THE TASK. The data below must be repeated exactly. Leave nothing out.

DATASET ENTRIES.
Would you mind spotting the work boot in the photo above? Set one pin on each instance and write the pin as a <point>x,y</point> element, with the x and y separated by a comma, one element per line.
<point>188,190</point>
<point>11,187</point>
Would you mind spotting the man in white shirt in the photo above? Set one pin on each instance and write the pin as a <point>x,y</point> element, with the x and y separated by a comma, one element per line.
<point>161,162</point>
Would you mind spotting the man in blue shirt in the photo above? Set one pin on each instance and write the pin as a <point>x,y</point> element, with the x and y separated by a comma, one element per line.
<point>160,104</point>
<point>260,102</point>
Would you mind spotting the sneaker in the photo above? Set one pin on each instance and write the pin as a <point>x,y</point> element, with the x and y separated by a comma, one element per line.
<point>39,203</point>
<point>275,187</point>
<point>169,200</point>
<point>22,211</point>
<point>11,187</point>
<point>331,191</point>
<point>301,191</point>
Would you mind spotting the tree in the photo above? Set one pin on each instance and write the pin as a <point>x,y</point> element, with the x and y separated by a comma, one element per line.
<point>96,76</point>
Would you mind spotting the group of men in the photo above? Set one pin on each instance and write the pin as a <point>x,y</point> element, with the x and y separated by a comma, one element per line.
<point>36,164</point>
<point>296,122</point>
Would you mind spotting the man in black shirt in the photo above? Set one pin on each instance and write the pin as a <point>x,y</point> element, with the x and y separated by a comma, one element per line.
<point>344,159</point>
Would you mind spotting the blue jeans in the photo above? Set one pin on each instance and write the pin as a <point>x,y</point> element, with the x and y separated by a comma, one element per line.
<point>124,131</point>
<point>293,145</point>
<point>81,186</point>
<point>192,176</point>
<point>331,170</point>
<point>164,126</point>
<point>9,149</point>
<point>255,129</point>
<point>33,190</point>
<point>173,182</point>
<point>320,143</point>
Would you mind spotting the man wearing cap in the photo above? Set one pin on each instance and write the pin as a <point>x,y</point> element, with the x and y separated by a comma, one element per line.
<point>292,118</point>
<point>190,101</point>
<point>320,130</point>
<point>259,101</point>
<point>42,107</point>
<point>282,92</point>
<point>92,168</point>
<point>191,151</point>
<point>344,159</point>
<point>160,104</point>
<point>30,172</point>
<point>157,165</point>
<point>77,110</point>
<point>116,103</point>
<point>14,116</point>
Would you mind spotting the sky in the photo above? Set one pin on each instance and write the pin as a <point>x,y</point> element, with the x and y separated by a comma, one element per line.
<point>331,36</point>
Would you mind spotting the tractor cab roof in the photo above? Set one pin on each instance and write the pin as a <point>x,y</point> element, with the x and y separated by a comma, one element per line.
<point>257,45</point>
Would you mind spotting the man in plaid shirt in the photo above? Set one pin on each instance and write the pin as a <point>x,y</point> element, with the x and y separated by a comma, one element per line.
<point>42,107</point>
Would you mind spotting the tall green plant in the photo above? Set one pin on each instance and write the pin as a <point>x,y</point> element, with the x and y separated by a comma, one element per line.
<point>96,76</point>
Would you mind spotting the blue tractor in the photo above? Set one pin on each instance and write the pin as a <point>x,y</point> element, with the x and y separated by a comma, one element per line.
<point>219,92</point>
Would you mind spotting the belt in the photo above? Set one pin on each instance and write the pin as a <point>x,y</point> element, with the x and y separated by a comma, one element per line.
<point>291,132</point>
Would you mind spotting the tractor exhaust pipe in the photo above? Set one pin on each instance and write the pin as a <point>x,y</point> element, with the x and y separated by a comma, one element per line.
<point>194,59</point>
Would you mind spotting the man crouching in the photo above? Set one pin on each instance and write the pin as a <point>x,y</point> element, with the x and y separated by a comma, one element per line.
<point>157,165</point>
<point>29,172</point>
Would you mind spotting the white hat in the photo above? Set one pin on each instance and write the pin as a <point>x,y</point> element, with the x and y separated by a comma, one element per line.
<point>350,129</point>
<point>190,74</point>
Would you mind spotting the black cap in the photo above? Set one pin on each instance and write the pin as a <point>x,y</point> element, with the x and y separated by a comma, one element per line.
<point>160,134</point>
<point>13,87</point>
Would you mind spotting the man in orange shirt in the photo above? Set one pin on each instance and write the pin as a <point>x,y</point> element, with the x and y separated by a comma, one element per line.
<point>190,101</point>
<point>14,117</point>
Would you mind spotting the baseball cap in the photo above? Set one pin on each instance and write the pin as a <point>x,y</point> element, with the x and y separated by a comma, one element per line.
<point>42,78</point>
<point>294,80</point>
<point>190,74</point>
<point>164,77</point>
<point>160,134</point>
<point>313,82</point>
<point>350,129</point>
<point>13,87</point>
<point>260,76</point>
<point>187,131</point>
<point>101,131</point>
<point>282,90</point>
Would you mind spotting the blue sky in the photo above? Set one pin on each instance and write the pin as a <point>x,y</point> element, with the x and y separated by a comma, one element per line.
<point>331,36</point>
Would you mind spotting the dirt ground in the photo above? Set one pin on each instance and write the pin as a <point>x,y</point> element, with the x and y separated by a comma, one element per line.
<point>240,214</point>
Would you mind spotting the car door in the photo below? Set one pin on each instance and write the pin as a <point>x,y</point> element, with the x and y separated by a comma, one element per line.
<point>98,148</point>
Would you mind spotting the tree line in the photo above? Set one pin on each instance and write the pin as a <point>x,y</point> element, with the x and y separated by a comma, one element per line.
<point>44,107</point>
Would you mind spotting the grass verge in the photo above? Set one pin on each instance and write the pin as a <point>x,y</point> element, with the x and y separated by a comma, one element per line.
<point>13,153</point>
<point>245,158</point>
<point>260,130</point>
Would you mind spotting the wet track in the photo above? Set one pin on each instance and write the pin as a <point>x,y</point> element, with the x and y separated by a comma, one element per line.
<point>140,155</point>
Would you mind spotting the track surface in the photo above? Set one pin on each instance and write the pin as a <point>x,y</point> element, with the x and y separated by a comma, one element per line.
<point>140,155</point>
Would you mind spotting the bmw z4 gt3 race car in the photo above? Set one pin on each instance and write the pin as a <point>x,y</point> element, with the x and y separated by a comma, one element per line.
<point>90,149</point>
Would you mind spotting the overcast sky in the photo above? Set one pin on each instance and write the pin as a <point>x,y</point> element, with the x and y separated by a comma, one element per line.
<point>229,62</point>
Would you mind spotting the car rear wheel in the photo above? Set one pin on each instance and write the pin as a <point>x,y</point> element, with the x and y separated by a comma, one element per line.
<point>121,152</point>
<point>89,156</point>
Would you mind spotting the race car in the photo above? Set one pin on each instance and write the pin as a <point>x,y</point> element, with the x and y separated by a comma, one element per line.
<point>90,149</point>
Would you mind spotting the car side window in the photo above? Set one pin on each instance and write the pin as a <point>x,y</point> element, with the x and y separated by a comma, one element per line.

WRITTEN REPLY.
Would you mind spotting the work boot in the photo above? Set one pin on each instance and write the pin as a <point>x,y</point> element, with the x and y separated by a comma, one element per line.
<point>188,190</point>
<point>11,187</point>
Would you mind spotting the man in white shirt in the photo above? Set one pin on each instance and write the pin as a <point>x,y</point> element, with the x and y separated by a comma, one element per line.
<point>161,162</point>
Would you mind spotting the man in blue shirt in the photo above? Set one pin on each instance and write the pin as a <point>x,y</point> element, with the x and y separated by a comma, one element per line.
<point>160,104</point>
<point>260,102</point>
Would you mind spotting the sneaker in the photo above? Set one pin on each instance and write the pin as a <point>x,y</point> element, with the x and y separated by a comma, one element per line.
<point>39,203</point>
<point>275,187</point>
<point>169,200</point>
<point>22,211</point>
<point>11,187</point>
<point>331,191</point>
<point>301,191</point>
Would you mind spotting the tree in the photo above? Set one pin on each instance and write the pin as a <point>x,y</point> element, with the x and y separated by a comma, one element per line.
<point>96,76</point>
Would you mind spotting the group of men in the photo above? Set one pin on each instance and write the pin as a <point>x,y</point> element, with the x and y separated by a comma, one element per line.
<point>36,164</point>
<point>296,122</point>
Would you mind spotting the man in black shirt in the photo above? Set one pin on each instance and write the pin as a <point>x,y</point> element, with the x and y separated by a comma, one element per line.
<point>344,159</point>
Would you mind spotting the blue jeans in the photo above? Set one pin on each instance and write the pin as a <point>x,y</point> element, with the x and y separated by a comma, one element per line.
<point>124,131</point>
<point>293,145</point>
<point>81,186</point>
<point>192,176</point>
<point>331,170</point>
<point>164,126</point>
<point>9,149</point>
<point>255,129</point>
<point>33,190</point>
<point>173,182</point>
<point>320,143</point>
Would you mind spotting the man wearing cap in the photo above? Set one pin on each instance and write the pin as a <point>x,y</point> element, with the x and y separated by a comma, one element per line.
<point>292,118</point>
<point>190,101</point>
<point>320,130</point>
<point>259,101</point>
<point>42,107</point>
<point>282,92</point>
<point>92,168</point>
<point>191,151</point>
<point>344,159</point>
<point>160,104</point>
<point>30,172</point>
<point>157,165</point>
<point>77,110</point>
<point>116,103</point>
<point>14,116</point>
Would you mind spotting the sky in the photo above? Set one pin on each instance and write the pin as a <point>x,y</point> element, with the x and y separated by a comma, one element per line.
<point>331,36</point>
Would you mind spotting the tractor cab roof in the photo above? Set one pin on each instance and write the pin as a <point>x,y</point> element, with the x and y separated by a comma, one element per line.
<point>257,45</point>
Would you mind spotting the man in plaid shirt in the photo above? Set one pin on each instance and write the pin as a <point>x,y</point> element, with the x and y separated by a comma, one element per line.
<point>42,107</point>
Would you mind spotting the tall green plant in the photo above? Set one pin on each instance and write the pin as a <point>x,y</point> element, with the x and y separated by a comma, one element per line.
<point>96,76</point>
Would you mind spotting the blue tractor in the photo above? Set one pin on each instance and write the pin as a <point>x,y</point> element, with the x and y separated by a comma, one element per line.
<point>219,92</point>
Would you mind spotting the belt in the photo above? Set one pin on each instance and write the pin as a <point>x,y</point> element, with the x and y separated by a comma, one element per line.
<point>291,132</point>
Would you mind spotting the tractor exhaust pipe in the photo above? Set one pin on each instance and write the pin as a <point>x,y</point> element, with the x and y separated by a comma, one element per line.
<point>194,59</point>
Would you mind spotting the man crouching in the photo above? Set one pin on each instance and write the pin as a <point>x,y</point> element, with the x and y separated by a comma, one element per line.
<point>157,165</point>
<point>29,172</point>
Would you mind spotting the white hat in the photo above? Set one pin on each instance and write the pin as a <point>x,y</point> element, with the x and y separated by a comma, one element per line.
<point>350,129</point>
<point>190,74</point>
Would you mind spotting the black cap in the photo above? Set one pin on each instance and write the pin as a <point>x,y</point> element, with the x and y separated by a comma, one element per line.
<point>160,134</point>
<point>13,87</point>
Would you mind spotting the man in orange shirt in the photo above? Set one pin on each instance and write the pin as a <point>x,y</point> element, with the x and y separated by a comma, one element per line.
<point>190,101</point>
<point>14,117</point>
Would you mind spotting the baseball cap in the photo above? Set one pin on each instance and write the pin as a <point>x,y</point> element, with the x and y separated by a comma, one element per line.
<point>42,78</point>
<point>294,80</point>
<point>190,74</point>
<point>164,77</point>
<point>160,134</point>
<point>313,82</point>
<point>350,129</point>
<point>13,87</point>
<point>260,76</point>
<point>187,131</point>
<point>101,131</point>
<point>282,90</point>
Would you mind spotting the blue sky in the photo above? Set one pin on each instance and write the pin as a <point>x,y</point> element, with the x and y separated by a comma, one element per line.
<point>331,36</point>
Would you mind spotting the dirt ground in the photo above? Set one pin on each instance and write the pin as a <point>x,y</point> element, with the x and y separated by a comma, one element per line.
<point>240,214</point>
Would you mind spotting the car door in the photo below? Set one pin on each instance and write the pin as a <point>x,y</point> element, with the x and y separated by a comma, one element per line.
<point>98,148</point>
Would you mind spotting the tree line in the photo above? Set one pin on each instance and write the pin as a <point>x,y</point> element, with the x and y separated by a comma, one element per line.
<point>44,107</point>
Would you mind spotting the grass verge in the photo above? Set one pin on each instance and write the pin as a <point>x,y</point> element, with the x and y separated by a comma, one element per line.
<point>13,153</point>
<point>245,158</point>
<point>260,130</point>
Would you mind spotting the wet track in the photo above? Set one pin on each instance and write the pin as a <point>x,y</point> element, with the x and y separated by a comma, one element per line.
<point>140,155</point>
Would you mind spotting the track surface in the photo above? Set one pin on each instance and write the pin as a <point>x,y</point> element, with the x and y separated by a comma, one element per line.
<point>140,155</point>
Would you mind spotting the bmw z4 gt3 race car in the photo above? Set one pin on each instance and write the pin as a <point>x,y</point> element, with the x and y separated by a comma, one element per line.
<point>90,149</point>
Would you mind spotting the overcast sky in the photo above? Set one pin on each instance and write the pin as a <point>x,y</point> element, with the x and y separated by a comma, one element per line.
<point>229,62</point>
Would you mind spotting the car rear wheel in the photo above? Set one pin on each instance and write the pin as a <point>x,y</point> element, with the x and y separated by a comma, one element per line.
<point>121,152</point>
<point>89,156</point>
Would you mind spotting the race car in the photo above? Set one pin on each instance and write the pin as a <point>x,y</point> element, with the x and y separated by a comma, one element per line.
<point>90,149</point>
Would you mind spotting the car side window in the photo above? Set one pin on each instance and write the pin as a <point>x,y</point> element, with the x and y separated by a comma, one element per line.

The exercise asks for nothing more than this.